ASSIGNMENT: Copy out every line of the records in which "rise" can be found.

RECORDS FOR THE TASK:
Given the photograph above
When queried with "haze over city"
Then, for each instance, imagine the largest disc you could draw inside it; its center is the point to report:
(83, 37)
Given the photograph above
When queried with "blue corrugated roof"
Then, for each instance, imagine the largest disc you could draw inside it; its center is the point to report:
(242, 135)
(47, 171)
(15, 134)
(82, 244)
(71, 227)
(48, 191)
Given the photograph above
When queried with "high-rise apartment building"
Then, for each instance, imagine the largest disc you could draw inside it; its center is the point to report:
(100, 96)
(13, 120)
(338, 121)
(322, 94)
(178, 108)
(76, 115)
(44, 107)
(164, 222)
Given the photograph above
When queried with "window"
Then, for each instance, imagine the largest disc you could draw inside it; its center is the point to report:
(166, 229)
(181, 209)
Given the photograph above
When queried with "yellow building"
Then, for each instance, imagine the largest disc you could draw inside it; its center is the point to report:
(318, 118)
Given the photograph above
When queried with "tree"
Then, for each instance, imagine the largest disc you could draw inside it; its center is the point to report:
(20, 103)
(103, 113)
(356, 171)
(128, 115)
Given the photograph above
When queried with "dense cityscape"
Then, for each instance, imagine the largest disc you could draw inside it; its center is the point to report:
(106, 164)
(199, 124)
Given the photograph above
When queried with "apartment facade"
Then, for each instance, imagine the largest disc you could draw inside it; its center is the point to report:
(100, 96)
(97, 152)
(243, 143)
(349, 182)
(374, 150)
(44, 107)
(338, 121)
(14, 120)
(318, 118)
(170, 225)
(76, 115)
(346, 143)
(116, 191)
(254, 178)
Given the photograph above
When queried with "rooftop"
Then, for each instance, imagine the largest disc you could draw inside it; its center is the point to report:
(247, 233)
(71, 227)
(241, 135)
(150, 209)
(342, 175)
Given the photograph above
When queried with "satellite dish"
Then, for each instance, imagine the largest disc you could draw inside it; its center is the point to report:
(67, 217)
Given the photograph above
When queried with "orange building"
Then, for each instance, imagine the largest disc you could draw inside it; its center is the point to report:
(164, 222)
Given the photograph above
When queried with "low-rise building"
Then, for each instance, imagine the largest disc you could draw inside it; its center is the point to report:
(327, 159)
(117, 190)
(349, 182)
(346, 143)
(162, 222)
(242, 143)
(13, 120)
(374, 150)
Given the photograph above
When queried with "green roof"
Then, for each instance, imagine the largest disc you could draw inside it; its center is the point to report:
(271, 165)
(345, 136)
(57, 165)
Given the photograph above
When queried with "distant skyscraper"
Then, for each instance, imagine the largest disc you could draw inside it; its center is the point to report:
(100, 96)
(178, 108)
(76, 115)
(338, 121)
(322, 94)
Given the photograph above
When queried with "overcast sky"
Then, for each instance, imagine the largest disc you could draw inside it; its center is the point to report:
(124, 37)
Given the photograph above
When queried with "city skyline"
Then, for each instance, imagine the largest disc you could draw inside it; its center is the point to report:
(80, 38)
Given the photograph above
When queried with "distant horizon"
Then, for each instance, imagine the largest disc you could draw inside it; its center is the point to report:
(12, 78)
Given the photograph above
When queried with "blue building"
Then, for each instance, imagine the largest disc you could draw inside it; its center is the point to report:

COMPLETED EXERCISE:
When queried with "high-rise apartment building"
When queried with "low-rise building"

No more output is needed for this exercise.